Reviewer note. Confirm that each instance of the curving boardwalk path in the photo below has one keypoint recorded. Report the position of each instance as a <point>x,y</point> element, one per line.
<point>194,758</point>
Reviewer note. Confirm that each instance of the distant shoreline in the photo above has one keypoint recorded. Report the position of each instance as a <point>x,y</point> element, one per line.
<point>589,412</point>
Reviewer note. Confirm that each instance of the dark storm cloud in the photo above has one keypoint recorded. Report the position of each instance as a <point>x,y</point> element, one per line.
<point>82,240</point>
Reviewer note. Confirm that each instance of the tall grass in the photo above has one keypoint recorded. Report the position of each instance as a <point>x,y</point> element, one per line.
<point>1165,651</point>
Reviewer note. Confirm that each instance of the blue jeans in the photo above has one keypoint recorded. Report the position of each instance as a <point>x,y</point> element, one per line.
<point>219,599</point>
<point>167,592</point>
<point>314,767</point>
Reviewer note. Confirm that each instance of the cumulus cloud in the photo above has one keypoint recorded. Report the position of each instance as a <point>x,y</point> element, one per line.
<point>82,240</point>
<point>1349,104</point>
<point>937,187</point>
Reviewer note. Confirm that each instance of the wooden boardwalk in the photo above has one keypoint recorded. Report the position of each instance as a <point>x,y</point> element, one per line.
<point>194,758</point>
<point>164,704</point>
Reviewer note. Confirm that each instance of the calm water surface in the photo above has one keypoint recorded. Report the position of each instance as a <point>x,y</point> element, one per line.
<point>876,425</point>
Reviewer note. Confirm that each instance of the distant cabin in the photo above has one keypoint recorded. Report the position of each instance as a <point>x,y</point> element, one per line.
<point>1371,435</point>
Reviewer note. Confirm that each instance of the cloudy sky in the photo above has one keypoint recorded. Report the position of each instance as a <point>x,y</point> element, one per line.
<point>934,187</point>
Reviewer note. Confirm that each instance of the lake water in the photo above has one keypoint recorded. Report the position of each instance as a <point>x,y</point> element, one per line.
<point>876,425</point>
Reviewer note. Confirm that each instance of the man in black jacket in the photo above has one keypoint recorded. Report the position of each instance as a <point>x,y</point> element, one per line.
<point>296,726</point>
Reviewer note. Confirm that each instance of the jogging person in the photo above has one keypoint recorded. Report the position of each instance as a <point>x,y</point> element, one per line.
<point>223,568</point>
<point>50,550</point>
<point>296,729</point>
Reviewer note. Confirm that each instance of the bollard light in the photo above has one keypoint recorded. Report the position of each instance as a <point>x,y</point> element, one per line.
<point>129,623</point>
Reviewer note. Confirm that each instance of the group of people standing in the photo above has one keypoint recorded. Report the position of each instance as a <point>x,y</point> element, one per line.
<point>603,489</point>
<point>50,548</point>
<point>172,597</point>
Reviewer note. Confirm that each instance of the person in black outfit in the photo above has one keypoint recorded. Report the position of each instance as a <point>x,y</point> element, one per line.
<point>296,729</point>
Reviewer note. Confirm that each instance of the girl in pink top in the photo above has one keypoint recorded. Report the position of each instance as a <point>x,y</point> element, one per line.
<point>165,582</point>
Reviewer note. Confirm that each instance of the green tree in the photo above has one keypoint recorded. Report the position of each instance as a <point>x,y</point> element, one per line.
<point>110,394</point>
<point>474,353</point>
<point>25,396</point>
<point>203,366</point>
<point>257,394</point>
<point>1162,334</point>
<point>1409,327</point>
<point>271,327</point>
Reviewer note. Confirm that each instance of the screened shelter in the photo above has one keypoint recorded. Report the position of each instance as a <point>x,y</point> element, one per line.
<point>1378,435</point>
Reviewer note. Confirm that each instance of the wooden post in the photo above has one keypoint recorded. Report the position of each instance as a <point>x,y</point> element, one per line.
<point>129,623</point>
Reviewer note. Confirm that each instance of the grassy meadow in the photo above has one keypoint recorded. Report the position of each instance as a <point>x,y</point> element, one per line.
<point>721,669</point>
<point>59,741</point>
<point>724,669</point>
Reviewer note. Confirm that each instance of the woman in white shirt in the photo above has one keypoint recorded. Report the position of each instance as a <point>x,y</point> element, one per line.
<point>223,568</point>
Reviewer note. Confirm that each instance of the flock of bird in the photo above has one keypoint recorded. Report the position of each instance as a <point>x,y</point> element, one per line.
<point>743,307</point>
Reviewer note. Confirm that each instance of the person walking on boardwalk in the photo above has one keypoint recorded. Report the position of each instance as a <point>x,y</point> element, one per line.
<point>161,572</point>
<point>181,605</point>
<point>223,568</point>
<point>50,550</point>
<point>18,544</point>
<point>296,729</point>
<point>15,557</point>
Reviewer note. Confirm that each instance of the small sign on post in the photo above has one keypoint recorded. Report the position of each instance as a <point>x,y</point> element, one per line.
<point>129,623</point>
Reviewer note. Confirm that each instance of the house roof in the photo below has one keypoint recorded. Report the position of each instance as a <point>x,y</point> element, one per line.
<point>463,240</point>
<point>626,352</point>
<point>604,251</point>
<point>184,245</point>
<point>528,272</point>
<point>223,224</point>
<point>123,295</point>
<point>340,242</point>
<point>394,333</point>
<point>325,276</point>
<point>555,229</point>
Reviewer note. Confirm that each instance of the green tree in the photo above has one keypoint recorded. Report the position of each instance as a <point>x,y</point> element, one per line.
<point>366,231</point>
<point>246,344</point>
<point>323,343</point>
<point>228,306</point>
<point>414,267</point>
# # # # #
### WORK TASK
Each line of the material above needs to be quoted exactly, please.

### RESULT OF THE TASK
Reviewer note. Confirm that each instance of the curving boardwalk path in the photo below has one keypoint recorded. Report the position of each instance as a <point>x,y</point> element, one per line.
<point>194,758</point>
Reviewer note. Confirm that each instance of the distant shoreline in the photo above has one keypoint recorded. Report the position of each instance as a <point>x,y</point> element, one per line.
<point>589,412</point>
Reviewer note. Confirm that each instance of the dark storm cloud in the photo above has one keypoint recorded. Report the position of each instance as a <point>x,y</point> element, one per line.
<point>82,240</point>
Reviewer note. Confirm that each instance of the tall grass in the photo above has one keypoint recorded. Report the position of each instance as a <point>x,y</point> element, one per line.
<point>1165,651</point>
Reviewer note. Confirm that each instance of the blue jeans in the photo above has one keypoint recorded. Report the position of each instance as a <point>x,y</point> element, one per line.
<point>219,599</point>
<point>167,592</point>
<point>314,767</point>
Reviewer note. Confirm that each instance of the cumulus cloud in the photo above has one keypoint recorded. Report the position of each instance as a <point>x,y</point> element, one per line.
<point>82,240</point>
<point>1349,104</point>
<point>937,187</point>
Reviewer note. Confirm that each instance of the wooden boardwalk in the photo above has one keypoint recorded. Report the position of each instance as a <point>x,y</point> element, one per line.
<point>194,758</point>
<point>164,704</point>
Reviewer note. Confirm that each instance of the calm water surface in the photo above has one keypoint recorded. Report the position of each instance as a <point>x,y</point> element, one per line.
<point>876,425</point>
Reviewer note. Confirm that each instance of the distant cabin in the photo above has one keypoint recorded. Report the position of each instance as a <point>x,y</point> element, one per line.
<point>1371,435</point>
Reviewer note. Confirm that each instance of the cloudy sky in the photo above has one keypoint recorded. Report the position of each instance as a <point>x,y</point> element, one per line.
<point>934,187</point>
Reviewer note. Confirm that each instance of the lake water in the photo above has one keypoint recorded. Report the position of each instance as a <point>x,y</point> element, one per line.
<point>876,425</point>
Reviewer note. Confirm that each instance of the man in black jacket in the photo above has one keypoint recorded. Report the position of each instance as a <point>x,y</point> element, one per line.
<point>296,726</point>
Reviewer note. Confirm that each instance of the jogging person in the photo above has one keypoint recorded. Report the position of each instance as a <point>x,y</point> element, one per line.
<point>223,568</point>
<point>50,550</point>
<point>296,729</point>
Reviewer note. Confirm that each instance of the bollard light in the photo above has one keypoint recorded. Report the position of each instance as a <point>x,y</point> element, one per line.
<point>129,623</point>
Reviewer note. Confirm that each instance of the group of people standing in the photo above has one keypoint recorded. Report the position of each instance as a <point>x,y</point> element, one per line.
<point>603,489</point>
<point>50,548</point>
<point>172,597</point>
Reviewer note. Confirm that each instance of the person in black outfit in the photo above has one keypoint recorded. Report the position of each instance as a <point>x,y</point> element, one per line.
<point>296,729</point>
Reviewer note. Confirm that each instance of the girl in pink top in the photo above has one keypoint recorded. Report the position of each instance as a <point>x,y</point> element, one per line.
<point>165,582</point>
Reviewer note. Confirm that each instance of the green tree in the photo above has one keypoint recorded. Report the position of each instance as a <point>x,y</point> element, one per line.
<point>110,394</point>
<point>474,353</point>
<point>25,396</point>
<point>203,366</point>
<point>257,394</point>
<point>1162,334</point>
<point>1409,327</point>
<point>271,327</point>
Reviewer note. Confirm that each instance of the screened shelter in the photo above has one keypoint recorded. Report the position of each instance as a <point>x,y</point> element, one per line.
<point>1378,435</point>
Reviewer note. Confirm that each instance of the wooden post in the photo above has one keypoint recorded. Report the position of each instance as a <point>x,y</point> element, one per line.
<point>129,623</point>
Reviewer note. Confirm that each instance of the grassy meadow in the photo above has one keypoint recorded. Report the position of each instance as a <point>x,y</point> element, one per line.
<point>721,669</point>
<point>59,741</point>
<point>724,669</point>
Reviewer note. Confirm that each instance of the woman in white shirt in the photo above has one keypoint recorded. Report the position of each instance as a <point>x,y</point> element, one per line.
<point>223,568</point>
Reviewer note. Confirm that each instance of the flock of bird in the photo above has one keypoint recorded. Report the position of each instance as a <point>x,y</point> element, one per line.
<point>743,307</point>
Reviewer note. Confirm that each instance of the person walking on boardwalk in the photo above has one keypoint recorded. Report the position of each instance as a <point>x,y</point> element, one per line.
<point>161,572</point>
<point>181,605</point>
<point>223,568</point>
<point>50,550</point>
<point>18,544</point>
<point>296,729</point>
<point>15,557</point>
Reviewer note. Confirm that each instance of the small sign on post in the photo above has one keypoint recorded. Report the position of each instance as a <point>x,y</point> element, one per line.
<point>129,623</point>
Reviewer note. Confirm that each instance of the house roof in the photo below has one keypoint recorded. Report the position of each instance as a <point>x,y</point> element, one per line.
<point>463,240</point>
<point>626,352</point>
<point>604,251</point>
<point>184,245</point>
<point>528,272</point>
<point>223,224</point>
<point>123,295</point>
<point>340,242</point>
<point>394,333</point>
<point>325,276</point>
<point>555,229</point>
Reviewer note. Confirm that each instance of the green tree in the photo above has one keypoint recorded. Report the position of each instance as a <point>x,y</point> element, one per line.
<point>366,231</point>
<point>246,344</point>
<point>323,343</point>
<point>228,306</point>
<point>414,267</point>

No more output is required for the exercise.